- GOAL OF THE EXERCISE: Search the entries for the word "instance". Copy every line where it turns up.

- DATA SECTION:
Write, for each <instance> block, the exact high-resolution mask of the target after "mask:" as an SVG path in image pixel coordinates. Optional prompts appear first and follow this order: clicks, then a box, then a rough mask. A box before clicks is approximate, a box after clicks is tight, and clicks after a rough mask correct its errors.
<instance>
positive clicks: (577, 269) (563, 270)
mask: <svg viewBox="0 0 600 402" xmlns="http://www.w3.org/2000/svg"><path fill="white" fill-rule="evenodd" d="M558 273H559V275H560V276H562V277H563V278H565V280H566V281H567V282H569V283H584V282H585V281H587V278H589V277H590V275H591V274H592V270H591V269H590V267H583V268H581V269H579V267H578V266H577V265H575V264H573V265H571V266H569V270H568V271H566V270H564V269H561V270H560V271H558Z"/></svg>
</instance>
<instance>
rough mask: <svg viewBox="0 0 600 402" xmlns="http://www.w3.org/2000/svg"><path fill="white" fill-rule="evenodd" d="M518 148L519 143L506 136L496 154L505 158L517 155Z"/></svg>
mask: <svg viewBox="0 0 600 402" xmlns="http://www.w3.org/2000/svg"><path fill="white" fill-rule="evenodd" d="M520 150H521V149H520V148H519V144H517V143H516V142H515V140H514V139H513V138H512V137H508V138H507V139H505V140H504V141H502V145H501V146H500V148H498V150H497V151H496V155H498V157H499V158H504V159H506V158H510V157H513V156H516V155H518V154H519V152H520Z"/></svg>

- REPLY:
Write, for each <instance> block, the exact high-resolution mask of the target after "mask:" as an SVG path in image pixel coordinates. Optional prompts appear first and follow this order: clicks, then a box, then a rough mask. A box before clicks is approximate, a box after clicks is tight, and clicks after a rough mask correct its errors.
<instance>
</instance>
<instance>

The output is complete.